### TEXT BLOCK

--- begin ---

My neighbour, Gina, is 82 years old. She and I have become really good friends. We laugh and carry on like we’ve known each other forever.
In the balance of give and receive we’re helping each other and having fun together.
Lucky me, I’ve been on the receiving end of yummy Greek food, and her wise everyday common sense!
Below are 3 posts demonstrating how young and old are showing the way with kindness and interaction.
Fifth Graders Launch
Their Own Kindness Club at School
and Bullied Kids Are Already Benefiting
By M. Greenhoe, Good News Network, Mar 2, 2019
Kindness is seeping into the classrooms and corridors of an elementary school in Minnesota thanks to a group of fifth-graders.
The kids at Parker Elementary School started a Kindness Club last year, and observers say it’s having a positive impact on classroom culture.
“There had been some issues in fifth grade of kids not being very kind to each other,” said Ashley Justen, a social worker at the school in Elk River. Teachers had talked to some of the students and told them things had to change because ‘that’s not how you treat people,’ Justen said.

--- end ---

### PROBLEM STATEMENT
Please continue the piece on kindness between young and old, picking up right after Justen's remark that "that's not how you treat people."

### SOURCE EXCERPT
--- begin ---

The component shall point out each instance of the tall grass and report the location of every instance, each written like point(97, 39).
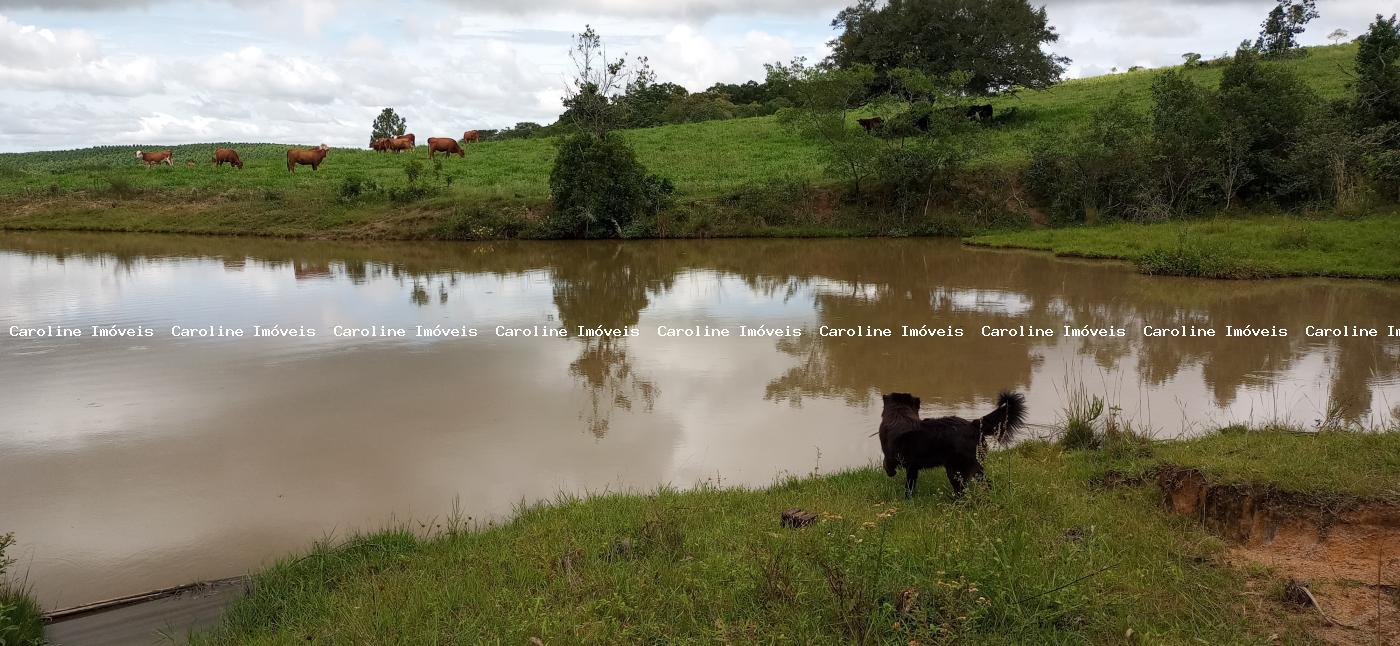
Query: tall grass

--- end ---

### OUTPUT BELOW
Fifth-grade teacher Matt Greenhoe said he had been talking with his students one day about improving the situation when one of the kids, Ady Bollinger, suggested starting the Kindness Club.
“I said, ‘That’s a great idea,’ and I just kind of let them go,” Greenhoe said.
Since then the Kindness Club has blossomed, sprinkling kindness throughout the school.
Ady said they started the club because they want kids at Parker to feel safe in school. They also want to stop bullying and improve self-esteem, she said.
Ady and six other fifth-graders make up the core of the club.
They are Ava Kallunki, Elsie Ostmoe, Jillian Roberts, Lauren Havemeier, Tessa Boche and Noah Lambertz.
“It kind of makes the world a better place having someone your age to turn to for help,” added club member Elsie Ostmoe.
The club has initiated several kindness projects. They now have a bucket on display where people can drop in notes that tell of random acts of kindness they have seen, which club members plan to read during school announcements.
Before Christmas, club members launched Operation Candy Cane, where they gave every student a small candy cane — 600 in all — with the note “Happy Holidays from the Kindness Club.”
During Holly Jolly Week, they put notes of kindness on the lockers belonging to students with special needs. They also have produced a slideshow about kindness that they intend to share with others.
Currently, they are rehearsing a play based on the book “Stop,” about a girl who is being bullied and the friend who helps her. They plan to perform the play for first-graders.
Greenhoe said the students have given up recess time to work on the Kindness Club.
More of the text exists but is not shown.